[Location identification items]
▼

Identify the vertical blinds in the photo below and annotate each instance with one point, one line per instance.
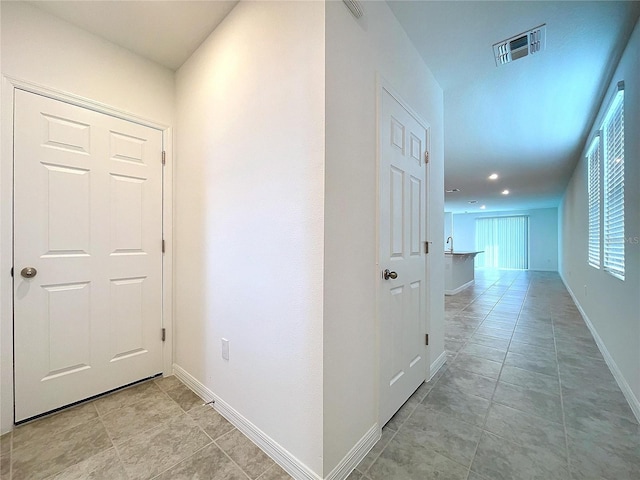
(504, 241)
(614, 240)
(593, 159)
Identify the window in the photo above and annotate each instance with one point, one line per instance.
(504, 241)
(613, 132)
(593, 166)
(606, 201)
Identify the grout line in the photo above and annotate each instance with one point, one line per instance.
(178, 463)
(495, 388)
(229, 457)
(564, 423)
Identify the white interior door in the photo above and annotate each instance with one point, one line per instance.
(88, 219)
(402, 235)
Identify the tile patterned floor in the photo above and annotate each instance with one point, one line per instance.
(158, 429)
(525, 394)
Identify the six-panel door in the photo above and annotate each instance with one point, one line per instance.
(402, 232)
(88, 218)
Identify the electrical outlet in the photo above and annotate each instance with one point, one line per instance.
(225, 349)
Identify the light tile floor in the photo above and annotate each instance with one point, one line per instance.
(525, 394)
(158, 429)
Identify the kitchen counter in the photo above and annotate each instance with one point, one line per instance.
(458, 271)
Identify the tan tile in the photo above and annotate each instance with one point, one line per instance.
(133, 419)
(104, 466)
(5, 466)
(153, 452)
(25, 434)
(275, 473)
(147, 391)
(211, 421)
(253, 461)
(52, 454)
(184, 397)
(210, 463)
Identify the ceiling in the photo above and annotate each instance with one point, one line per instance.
(526, 121)
(167, 32)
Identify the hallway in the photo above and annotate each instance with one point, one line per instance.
(525, 394)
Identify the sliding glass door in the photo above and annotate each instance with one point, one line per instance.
(504, 241)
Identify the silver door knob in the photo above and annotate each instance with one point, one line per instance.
(389, 275)
(28, 272)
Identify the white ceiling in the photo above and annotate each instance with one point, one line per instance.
(167, 32)
(527, 120)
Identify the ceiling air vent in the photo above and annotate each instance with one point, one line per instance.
(527, 43)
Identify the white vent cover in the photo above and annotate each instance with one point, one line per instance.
(355, 7)
(527, 43)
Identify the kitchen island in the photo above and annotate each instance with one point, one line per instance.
(458, 271)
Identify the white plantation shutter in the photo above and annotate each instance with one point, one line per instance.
(593, 165)
(613, 129)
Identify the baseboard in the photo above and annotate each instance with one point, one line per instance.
(460, 288)
(633, 401)
(294, 467)
(437, 365)
(356, 454)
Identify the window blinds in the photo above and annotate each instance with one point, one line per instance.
(504, 241)
(593, 164)
(613, 128)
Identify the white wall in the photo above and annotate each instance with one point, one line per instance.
(249, 219)
(543, 235)
(448, 227)
(42, 49)
(610, 304)
(357, 51)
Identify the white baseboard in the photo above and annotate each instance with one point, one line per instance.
(356, 454)
(437, 364)
(460, 288)
(633, 401)
(294, 467)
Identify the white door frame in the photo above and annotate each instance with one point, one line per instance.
(9, 86)
(382, 86)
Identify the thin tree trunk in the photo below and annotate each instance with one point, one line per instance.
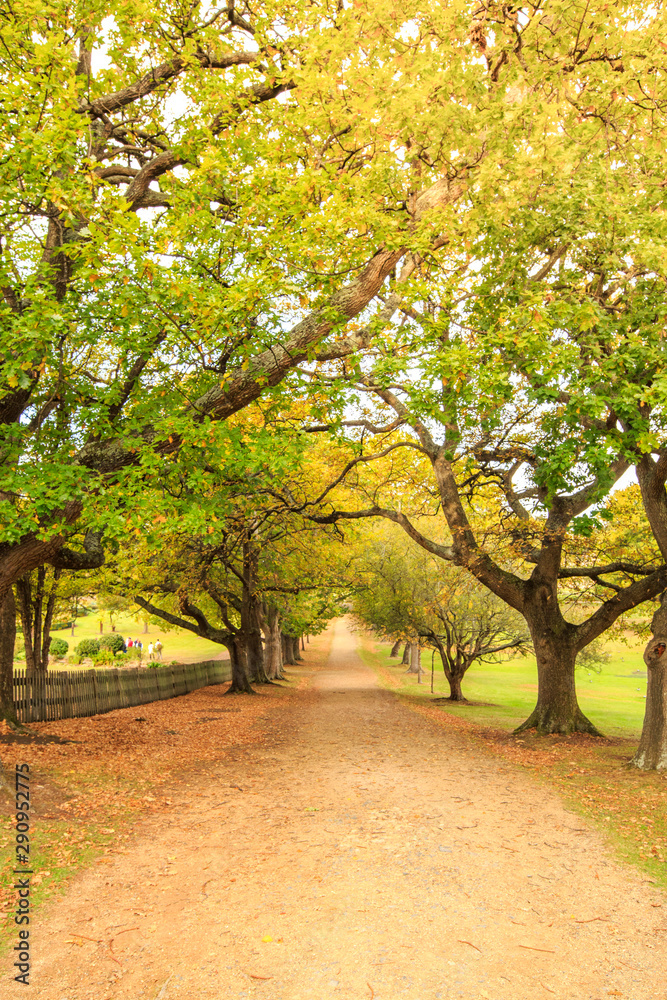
(239, 664)
(652, 750)
(250, 616)
(7, 643)
(273, 648)
(415, 659)
(455, 691)
(48, 619)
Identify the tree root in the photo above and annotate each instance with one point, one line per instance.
(546, 722)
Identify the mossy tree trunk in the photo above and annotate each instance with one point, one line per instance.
(652, 751)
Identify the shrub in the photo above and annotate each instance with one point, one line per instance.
(103, 658)
(58, 647)
(112, 641)
(88, 647)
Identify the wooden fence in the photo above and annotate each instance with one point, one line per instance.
(71, 694)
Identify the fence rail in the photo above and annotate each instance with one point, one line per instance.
(72, 694)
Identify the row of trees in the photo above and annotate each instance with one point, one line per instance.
(432, 229)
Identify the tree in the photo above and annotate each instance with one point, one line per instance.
(409, 592)
(533, 363)
(37, 594)
(188, 223)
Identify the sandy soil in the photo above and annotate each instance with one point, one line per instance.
(358, 851)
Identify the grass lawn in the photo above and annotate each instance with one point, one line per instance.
(503, 694)
(593, 776)
(181, 645)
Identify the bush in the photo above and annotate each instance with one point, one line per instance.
(112, 641)
(58, 647)
(103, 658)
(88, 647)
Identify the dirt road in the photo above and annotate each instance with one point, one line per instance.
(358, 852)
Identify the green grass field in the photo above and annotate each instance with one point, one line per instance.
(503, 694)
(181, 645)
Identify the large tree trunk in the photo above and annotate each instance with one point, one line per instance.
(7, 642)
(652, 750)
(239, 663)
(557, 709)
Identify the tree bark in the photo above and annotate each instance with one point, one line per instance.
(250, 616)
(557, 709)
(415, 659)
(652, 750)
(7, 643)
(273, 648)
(239, 663)
(286, 649)
(455, 690)
(36, 610)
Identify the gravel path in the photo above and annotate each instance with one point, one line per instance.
(358, 852)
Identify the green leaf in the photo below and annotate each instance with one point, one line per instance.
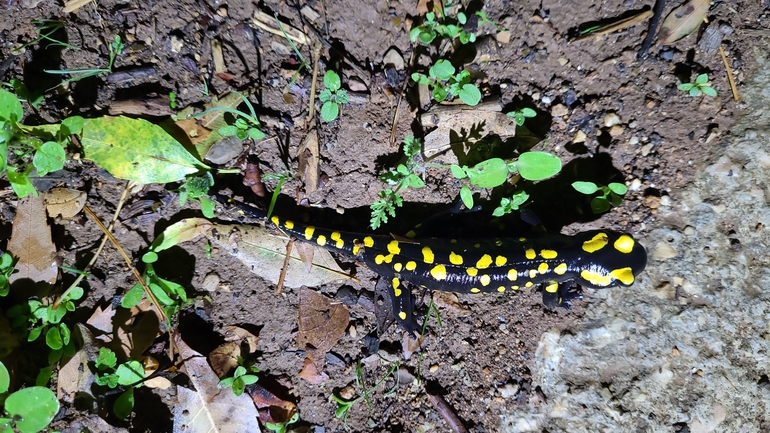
(466, 196)
(489, 174)
(10, 107)
(33, 407)
(538, 165)
(130, 372)
(53, 338)
(5, 378)
(457, 171)
(470, 94)
(442, 70)
(710, 91)
(329, 111)
(124, 404)
(618, 188)
(132, 297)
(135, 149)
(585, 187)
(332, 81)
(20, 183)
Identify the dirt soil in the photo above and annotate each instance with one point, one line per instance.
(610, 116)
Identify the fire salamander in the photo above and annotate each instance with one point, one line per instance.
(596, 259)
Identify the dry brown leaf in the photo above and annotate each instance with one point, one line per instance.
(31, 243)
(460, 118)
(311, 374)
(210, 409)
(263, 252)
(66, 202)
(683, 20)
(321, 324)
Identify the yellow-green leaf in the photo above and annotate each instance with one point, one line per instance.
(135, 149)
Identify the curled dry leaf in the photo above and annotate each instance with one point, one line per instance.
(683, 20)
(66, 202)
(321, 324)
(31, 243)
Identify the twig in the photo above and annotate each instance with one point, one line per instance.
(730, 78)
(80, 277)
(158, 307)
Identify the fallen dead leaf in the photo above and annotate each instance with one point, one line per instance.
(66, 202)
(31, 243)
(683, 20)
(321, 324)
(209, 409)
(263, 252)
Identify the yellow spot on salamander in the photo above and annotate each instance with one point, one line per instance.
(596, 243)
(438, 272)
(624, 244)
(484, 261)
(455, 259)
(548, 254)
(624, 275)
(513, 274)
(427, 255)
(309, 230)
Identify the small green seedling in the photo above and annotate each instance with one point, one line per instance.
(700, 86)
(519, 116)
(446, 85)
(332, 96)
(246, 125)
(344, 406)
(431, 28)
(610, 194)
(196, 188)
(128, 374)
(115, 47)
(404, 176)
(27, 410)
(494, 172)
(241, 378)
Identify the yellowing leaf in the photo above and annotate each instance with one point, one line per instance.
(135, 149)
(264, 252)
(683, 20)
(31, 243)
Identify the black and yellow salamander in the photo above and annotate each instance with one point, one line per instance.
(596, 259)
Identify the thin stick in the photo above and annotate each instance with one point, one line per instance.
(730, 78)
(158, 307)
(80, 277)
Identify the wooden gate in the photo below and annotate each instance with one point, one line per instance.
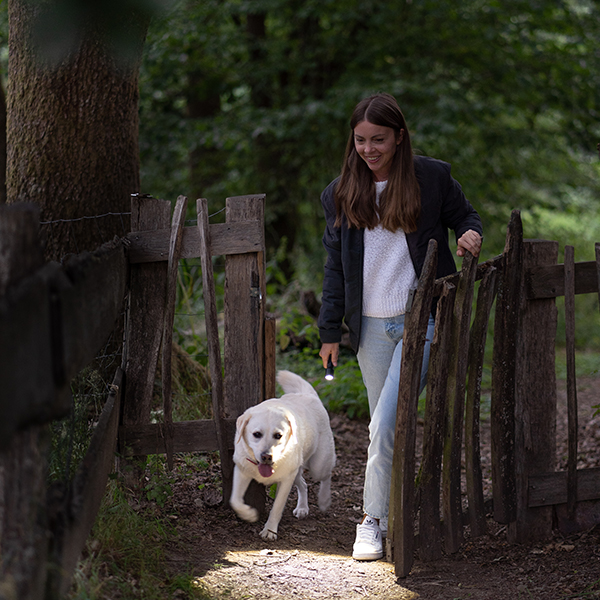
(525, 280)
(249, 338)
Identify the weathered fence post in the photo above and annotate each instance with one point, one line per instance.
(245, 290)
(167, 336)
(212, 335)
(23, 517)
(503, 374)
(474, 476)
(535, 396)
(147, 300)
(402, 496)
(457, 375)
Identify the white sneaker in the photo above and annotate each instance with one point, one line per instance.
(368, 545)
(383, 526)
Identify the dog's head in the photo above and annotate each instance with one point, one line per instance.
(267, 433)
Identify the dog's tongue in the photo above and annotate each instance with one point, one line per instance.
(265, 470)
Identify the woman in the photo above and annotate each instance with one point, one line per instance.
(381, 213)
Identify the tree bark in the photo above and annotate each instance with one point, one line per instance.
(2, 145)
(72, 136)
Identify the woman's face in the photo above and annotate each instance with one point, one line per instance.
(376, 145)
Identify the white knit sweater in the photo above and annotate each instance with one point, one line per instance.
(388, 272)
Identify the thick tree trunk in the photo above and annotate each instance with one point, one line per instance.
(72, 148)
(2, 146)
(72, 137)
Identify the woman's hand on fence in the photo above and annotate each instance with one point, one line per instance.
(471, 241)
(328, 350)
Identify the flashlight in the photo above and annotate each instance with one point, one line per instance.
(329, 370)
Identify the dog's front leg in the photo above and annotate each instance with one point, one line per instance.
(269, 531)
(301, 510)
(241, 481)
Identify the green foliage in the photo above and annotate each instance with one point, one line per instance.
(158, 487)
(345, 394)
(240, 98)
(71, 436)
(125, 555)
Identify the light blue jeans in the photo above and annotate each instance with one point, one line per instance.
(379, 357)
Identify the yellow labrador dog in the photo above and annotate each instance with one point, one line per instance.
(274, 442)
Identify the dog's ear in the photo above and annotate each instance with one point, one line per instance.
(240, 426)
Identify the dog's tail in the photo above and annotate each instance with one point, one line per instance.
(294, 384)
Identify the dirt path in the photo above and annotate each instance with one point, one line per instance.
(312, 557)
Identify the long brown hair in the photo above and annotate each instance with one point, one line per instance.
(400, 202)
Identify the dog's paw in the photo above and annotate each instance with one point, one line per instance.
(301, 512)
(247, 513)
(267, 534)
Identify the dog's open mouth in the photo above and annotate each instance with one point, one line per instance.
(265, 470)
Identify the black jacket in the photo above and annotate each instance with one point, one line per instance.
(443, 207)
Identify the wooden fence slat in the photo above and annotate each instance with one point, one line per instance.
(146, 309)
(167, 350)
(457, 374)
(76, 517)
(548, 281)
(597, 250)
(270, 358)
(188, 436)
(244, 328)
(48, 323)
(23, 467)
(571, 378)
(535, 399)
(212, 334)
(474, 476)
(226, 238)
(402, 496)
(548, 489)
(92, 304)
(503, 374)
(28, 389)
(430, 546)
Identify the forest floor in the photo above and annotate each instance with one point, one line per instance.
(312, 557)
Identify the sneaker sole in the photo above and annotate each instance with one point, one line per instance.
(372, 556)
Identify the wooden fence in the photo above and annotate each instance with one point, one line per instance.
(53, 321)
(527, 492)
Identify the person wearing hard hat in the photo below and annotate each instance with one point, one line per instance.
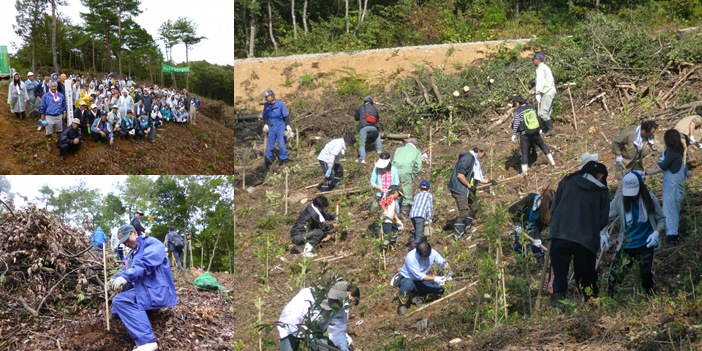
(144, 284)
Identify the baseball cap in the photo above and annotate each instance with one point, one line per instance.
(630, 184)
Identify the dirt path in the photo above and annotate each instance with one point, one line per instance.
(282, 74)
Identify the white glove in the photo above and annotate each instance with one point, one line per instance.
(604, 239)
(653, 239)
(118, 283)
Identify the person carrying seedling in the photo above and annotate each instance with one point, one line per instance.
(391, 220)
(415, 285)
(311, 226)
(329, 160)
(642, 220)
(463, 186)
(421, 213)
(531, 215)
(526, 125)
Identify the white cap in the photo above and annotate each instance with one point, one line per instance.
(630, 184)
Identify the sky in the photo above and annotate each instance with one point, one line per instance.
(215, 21)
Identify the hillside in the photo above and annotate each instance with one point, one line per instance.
(178, 149)
(272, 275)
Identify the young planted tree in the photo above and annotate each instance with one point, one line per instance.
(186, 29)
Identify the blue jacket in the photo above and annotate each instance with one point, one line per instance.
(104, 126)
(275, 113)
(149, 273)
(51, 107)
(98, 237)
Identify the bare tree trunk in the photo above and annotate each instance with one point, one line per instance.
(53, 34)
(304, 16)
(119, 39)
(346, 16)
(292, 7)
(270, 26)
(252, 38)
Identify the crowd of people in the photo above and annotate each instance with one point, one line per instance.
(576, 215)
(102, 109)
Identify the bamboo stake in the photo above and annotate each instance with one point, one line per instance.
(575, 120)
(286, 191)
(107, 301)
(443, 298)
(545, 271)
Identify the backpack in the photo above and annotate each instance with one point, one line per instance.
(370, 118)
(177, 242)
(531, 122)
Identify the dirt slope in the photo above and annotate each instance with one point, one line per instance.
(178, 149)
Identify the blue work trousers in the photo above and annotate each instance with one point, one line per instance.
(125, 306)
(275, 132)
(366, 133)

▲

Extract exactly the lines between the line containing "Identify the bare" and the end of the data, including both.

**FINISHED TASK:**
Identify the bare tree trunk in the photo above and annotate each instance with one point, one line per instance.
(53, 34)
(304, 16)
(119, 39)
(346, 16)
(292, 7)
(270, 26)
(252, 38)
Identify the crowd of people in the photo above and annotate each instance with one point, one line per instance.
(576, 215)
(102, 109)
Identify the bamboo stake in the photo above and annotate each instance with one point, one line per instance.
(575, 120)
(286, 191)
(107, 301)
(443, 298)
(545, 271)
Identify the backpack in the photo above and annotate each instance with one point, one line per instance.
(370, 118)
(177, 242)
(531, 122)
Identify the dirt slope in the photo above and annotate each instance with one point, one line per instance.
(178, 149)
Identify the blue work trousers in the photo above and annotate each instance with one point, one line per instance.
(125, 306)
(275, 132)
(366, 133)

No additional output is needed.